Entries shown Start Marker
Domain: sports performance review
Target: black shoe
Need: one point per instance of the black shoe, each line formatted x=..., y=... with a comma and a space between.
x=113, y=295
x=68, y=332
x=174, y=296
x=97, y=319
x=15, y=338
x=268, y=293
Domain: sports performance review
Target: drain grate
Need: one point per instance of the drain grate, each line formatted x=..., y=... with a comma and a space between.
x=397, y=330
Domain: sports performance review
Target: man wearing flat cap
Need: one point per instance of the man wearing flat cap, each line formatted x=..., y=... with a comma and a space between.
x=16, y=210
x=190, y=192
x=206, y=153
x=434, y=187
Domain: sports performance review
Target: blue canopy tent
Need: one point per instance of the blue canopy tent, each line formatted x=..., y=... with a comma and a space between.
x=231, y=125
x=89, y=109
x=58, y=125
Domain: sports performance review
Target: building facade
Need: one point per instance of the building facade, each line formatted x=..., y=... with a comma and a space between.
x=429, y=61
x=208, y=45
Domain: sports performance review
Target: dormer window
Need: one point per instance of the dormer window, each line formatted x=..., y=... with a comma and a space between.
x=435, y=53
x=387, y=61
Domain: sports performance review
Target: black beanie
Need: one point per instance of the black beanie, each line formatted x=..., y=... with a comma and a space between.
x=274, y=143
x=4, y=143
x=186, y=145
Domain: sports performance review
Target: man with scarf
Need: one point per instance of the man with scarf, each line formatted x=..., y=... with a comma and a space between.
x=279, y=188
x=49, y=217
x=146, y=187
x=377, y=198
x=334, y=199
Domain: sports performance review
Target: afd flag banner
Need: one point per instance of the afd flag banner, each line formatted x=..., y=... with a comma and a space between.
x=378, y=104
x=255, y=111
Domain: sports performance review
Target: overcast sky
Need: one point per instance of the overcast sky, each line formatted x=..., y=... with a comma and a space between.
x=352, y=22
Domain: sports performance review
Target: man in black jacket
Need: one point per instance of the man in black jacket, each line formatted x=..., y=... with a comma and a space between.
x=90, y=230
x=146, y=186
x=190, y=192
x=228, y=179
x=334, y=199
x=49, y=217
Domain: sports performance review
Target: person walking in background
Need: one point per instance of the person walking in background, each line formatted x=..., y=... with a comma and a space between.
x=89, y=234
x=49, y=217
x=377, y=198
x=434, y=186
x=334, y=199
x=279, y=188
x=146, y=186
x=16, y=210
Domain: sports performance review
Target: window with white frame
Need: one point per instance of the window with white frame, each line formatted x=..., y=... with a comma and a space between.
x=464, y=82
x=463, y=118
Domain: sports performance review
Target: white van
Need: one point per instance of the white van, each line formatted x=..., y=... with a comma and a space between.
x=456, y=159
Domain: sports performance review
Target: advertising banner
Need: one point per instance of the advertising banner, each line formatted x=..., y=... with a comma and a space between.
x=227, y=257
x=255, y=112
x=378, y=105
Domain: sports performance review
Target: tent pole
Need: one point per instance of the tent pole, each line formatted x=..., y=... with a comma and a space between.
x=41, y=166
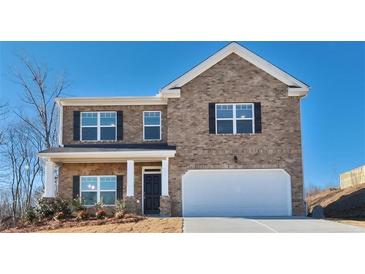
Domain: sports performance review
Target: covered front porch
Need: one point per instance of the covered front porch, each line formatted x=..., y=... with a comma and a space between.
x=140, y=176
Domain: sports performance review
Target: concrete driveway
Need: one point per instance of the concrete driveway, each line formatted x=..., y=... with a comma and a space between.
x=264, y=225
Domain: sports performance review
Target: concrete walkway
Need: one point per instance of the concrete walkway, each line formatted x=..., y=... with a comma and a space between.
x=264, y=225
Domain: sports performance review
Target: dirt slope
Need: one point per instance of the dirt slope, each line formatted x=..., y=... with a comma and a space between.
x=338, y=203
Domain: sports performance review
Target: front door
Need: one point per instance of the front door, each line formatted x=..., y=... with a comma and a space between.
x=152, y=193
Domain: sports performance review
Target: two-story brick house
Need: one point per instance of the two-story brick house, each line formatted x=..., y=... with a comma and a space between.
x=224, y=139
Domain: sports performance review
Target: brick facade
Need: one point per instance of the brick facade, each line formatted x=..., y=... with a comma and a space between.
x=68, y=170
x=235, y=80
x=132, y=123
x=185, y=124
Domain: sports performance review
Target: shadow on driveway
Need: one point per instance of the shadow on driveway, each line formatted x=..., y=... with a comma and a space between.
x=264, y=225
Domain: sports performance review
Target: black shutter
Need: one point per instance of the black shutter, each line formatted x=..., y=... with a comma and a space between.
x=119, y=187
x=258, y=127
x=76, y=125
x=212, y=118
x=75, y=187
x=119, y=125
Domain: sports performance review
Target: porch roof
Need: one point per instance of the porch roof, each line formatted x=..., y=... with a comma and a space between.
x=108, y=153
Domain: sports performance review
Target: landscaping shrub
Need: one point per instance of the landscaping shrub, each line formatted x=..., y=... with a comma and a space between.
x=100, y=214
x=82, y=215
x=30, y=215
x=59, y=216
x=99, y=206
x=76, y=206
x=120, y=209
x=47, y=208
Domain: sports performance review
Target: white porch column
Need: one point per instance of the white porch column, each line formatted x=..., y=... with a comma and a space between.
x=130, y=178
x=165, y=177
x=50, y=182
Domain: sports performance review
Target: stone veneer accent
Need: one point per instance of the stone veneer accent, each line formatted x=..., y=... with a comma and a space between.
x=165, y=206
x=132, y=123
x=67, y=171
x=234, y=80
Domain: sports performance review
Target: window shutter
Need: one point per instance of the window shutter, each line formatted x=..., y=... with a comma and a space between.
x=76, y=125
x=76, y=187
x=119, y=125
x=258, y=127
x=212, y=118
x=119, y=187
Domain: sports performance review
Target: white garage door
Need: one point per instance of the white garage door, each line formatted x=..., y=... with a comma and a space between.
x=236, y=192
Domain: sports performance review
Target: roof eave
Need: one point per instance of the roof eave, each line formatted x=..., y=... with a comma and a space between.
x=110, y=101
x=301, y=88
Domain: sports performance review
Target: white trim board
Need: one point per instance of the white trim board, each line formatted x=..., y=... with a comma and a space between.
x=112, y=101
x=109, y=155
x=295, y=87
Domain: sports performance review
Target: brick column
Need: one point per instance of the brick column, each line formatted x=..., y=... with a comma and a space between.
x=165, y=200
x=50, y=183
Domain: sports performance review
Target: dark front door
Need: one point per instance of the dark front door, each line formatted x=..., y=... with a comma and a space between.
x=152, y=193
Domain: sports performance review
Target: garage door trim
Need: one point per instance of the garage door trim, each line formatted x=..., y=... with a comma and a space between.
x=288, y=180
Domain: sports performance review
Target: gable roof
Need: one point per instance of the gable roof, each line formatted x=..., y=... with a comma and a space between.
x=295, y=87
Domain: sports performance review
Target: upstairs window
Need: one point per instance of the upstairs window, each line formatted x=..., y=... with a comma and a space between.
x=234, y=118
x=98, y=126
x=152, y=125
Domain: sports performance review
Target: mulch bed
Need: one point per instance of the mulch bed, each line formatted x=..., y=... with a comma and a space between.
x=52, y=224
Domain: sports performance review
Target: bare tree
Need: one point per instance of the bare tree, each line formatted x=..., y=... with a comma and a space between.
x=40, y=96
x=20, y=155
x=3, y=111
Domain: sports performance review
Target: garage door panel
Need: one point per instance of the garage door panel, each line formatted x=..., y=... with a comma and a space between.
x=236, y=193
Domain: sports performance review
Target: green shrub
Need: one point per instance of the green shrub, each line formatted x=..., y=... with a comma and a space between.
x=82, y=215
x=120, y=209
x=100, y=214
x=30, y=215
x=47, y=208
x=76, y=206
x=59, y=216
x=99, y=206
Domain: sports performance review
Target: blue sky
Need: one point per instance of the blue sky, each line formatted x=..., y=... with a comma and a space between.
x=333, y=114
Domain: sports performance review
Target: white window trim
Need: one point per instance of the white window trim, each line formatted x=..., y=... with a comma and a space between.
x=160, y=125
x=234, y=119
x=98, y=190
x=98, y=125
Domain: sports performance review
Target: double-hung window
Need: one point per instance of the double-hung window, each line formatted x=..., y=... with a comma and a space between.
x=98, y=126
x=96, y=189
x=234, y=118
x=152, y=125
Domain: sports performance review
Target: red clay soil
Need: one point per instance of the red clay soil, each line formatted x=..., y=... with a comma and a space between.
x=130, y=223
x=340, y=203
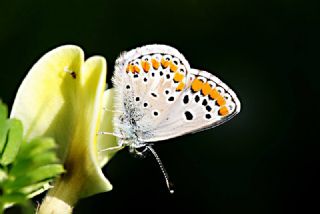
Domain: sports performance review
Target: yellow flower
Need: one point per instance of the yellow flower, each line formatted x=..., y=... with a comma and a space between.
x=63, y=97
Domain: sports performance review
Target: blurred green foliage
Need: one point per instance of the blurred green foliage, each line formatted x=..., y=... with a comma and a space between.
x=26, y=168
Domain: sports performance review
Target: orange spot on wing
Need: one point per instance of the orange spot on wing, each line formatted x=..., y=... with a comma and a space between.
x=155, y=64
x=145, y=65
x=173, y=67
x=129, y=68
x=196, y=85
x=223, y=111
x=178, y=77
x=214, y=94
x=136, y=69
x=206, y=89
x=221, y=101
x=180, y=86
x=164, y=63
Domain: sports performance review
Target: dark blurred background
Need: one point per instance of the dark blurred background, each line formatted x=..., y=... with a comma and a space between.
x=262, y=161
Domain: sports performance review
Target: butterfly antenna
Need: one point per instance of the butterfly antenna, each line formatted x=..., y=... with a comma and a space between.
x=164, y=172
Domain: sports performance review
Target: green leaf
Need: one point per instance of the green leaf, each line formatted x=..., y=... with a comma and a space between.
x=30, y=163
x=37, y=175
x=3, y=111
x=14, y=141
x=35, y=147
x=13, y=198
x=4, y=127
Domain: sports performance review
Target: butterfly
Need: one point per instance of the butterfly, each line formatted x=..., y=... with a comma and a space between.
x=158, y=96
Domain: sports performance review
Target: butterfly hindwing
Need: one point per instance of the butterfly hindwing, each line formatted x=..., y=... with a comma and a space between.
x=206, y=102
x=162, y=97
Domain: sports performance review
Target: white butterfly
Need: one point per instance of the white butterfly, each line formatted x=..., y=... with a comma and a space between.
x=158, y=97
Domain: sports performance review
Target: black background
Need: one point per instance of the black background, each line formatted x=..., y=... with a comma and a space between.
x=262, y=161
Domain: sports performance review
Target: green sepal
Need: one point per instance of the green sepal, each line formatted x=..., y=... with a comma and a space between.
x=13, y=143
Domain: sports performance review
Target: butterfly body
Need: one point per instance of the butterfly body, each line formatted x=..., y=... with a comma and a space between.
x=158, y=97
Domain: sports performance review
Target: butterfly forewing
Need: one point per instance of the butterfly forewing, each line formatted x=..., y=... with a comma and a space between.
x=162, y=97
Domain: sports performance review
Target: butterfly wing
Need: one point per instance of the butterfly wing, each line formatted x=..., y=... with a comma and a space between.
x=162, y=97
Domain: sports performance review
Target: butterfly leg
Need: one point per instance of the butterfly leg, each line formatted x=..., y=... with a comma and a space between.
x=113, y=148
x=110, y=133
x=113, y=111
Entries shown End Marker
About this exercise ->
Copy, exactly and only, the lines above that begin with the one containing "Target: window with white frame" and finish with the one containing "Target: white van".

Result below ->
Target: window with white frame
Need: one point per instance of the window with white frame, each line formatted x=..., y=... with a comma and a space between.
x=464, y=82
x=463, y=118
Domain: sports performance review
Target: white van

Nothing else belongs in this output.